--- Text ---
□ □ □

## Data validation and settings management using Pydantic. Type annotations.

In [None]:
%pip install pydantic

### Runtime enforcement in action

In [None]:
# without pydantic

class UserWithOnlyTypeHints:
    def __init__(self, id: int, name: str):
        self.id: int = id
        self.name: str = name

uw1 = UserWithOnlyTypeHints(1, "alice")
uw2 = UserWithOnlyTypeHints(2, 22) # when uw2.name is accessed, it will raise an error


In [None]:
# Let's use Pydantic to enforce types

from pydantic import BaseModel

class User(BaseModel):
    id: int
    name: str

# valid input
user1 = User(id = 123, name = "Alice")
print(user1)

# invalid input: 'id' should be an int
# user2 = User(id = "hundred", name = "bob") # throws "ValidationError" much early in the development process

id=123 name='Alice'


In [20]:
# Another example of runtime validation

from pydantic import BaseModel

class Product(BaseModel):
    name: str
    price: float
    quantity: int

# valid input
item = Product(name="Apple", price=1.99, quantity=10)
invalid_item = Product(name="Banana", price="cheap", quantity="many")


ValidationError: 2 validation errors for Product
price
  Input should be a valid number, unable to parse string as a number [type=float_parsing, input_value='cheap', input_type=str]
    For further information visit https://errors.pydantic.dev/2.11/v/float_parsing
quantity
  Input should be a valid integer, unable to parse string as an integer [type=int_parsing, input_value='many', input_type=str]
    For further information visit https://errors.pydantic.dev/2.11/v/int_parsing

### Basic use case

In [1]:
from pydantic import BaseModel, ConfigDict

class User(BaseModel):
    model_config = ConfigDict(strict=True)

□ □ □

--- Collected material ---
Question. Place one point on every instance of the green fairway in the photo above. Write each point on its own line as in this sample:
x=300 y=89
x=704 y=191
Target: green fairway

□ □ □

--- Given request A ---
For each statement below, answer yes or no on whether it agrees with the Pydantic notebook, and quote the notebook's words that decide it. (i) The error raised for the Product example reports two validation errors. (ii) Printing user1 shows id=123 name='Alice'. (iii) In the Product class, price is annotated as an int.
--- Given request B ---
Pick up the Pydantic notebook after its last line and continue it.

--- Exercise response A ---
(i) Yes: "ValidationError: 2 validation errors for Product"
(ii) Yes: "id=123 name='Alice'"
(iii) No: "price: float"

--- Exercise response B ---
    name: str
    age: int

#user = User(name="Alice", age="30")
# pydantic.error_wrappers.ValidationError
# age

user = User(name="Alice", age=30)
print(user)

name='Alice' age=30


### Beyond "str" and "int"
Pydantic supports below field types
1. Primitive types: str, int, float, bool
2. Collection types: list, tuple, set, dict
3. Optional types: Optional from the typing module for fields that can be None
4. Fields are required by default unless explicitly marked as Optional.
5. Missing required fields will raise ValidationError.

In [23]:
from typing import List, Dict, Optional, Union
from pydantic import BaseModel

class User(BaseModel):
    name: str
    age: Optional[int] = None
    tags: List[str]
    metadata: Dict[str, Union[str, int, float]]

user1 = User(
    name="Alice",
#    age=30,
    tags=["developer", "python"],
    metadata={"location": "Wonderland", "experience": 5}
)

### Automatic Type Coercion

In [26]:
from pydantic import BaseModel

class User(BaseModel):
    id: int
    name: str
    is_active: bool

# Input with incorrect types, but Pydantic will coerce them
data = User(id="123", name="John Doe", is_active="true")
print(data)


id=123 name='John Doe' is_active=True


### Undertsand mutable default values handling in pydantic

In [47]:
# Demonstrate the behavior of mutable default values in regular Python classes (without Pydantic).
# Here, all instances of Model share the same list object for item_counts,
# which can lead to unexpected side effects when modifying the list in one instance.

class Model():
    item_counts: list[dict[str, int]] = [{}]


m1 = Model()
m2 = Model()

m1.item_counts[0]['a'] = 1
print(m1.item_counts)

print(m2.item_counts)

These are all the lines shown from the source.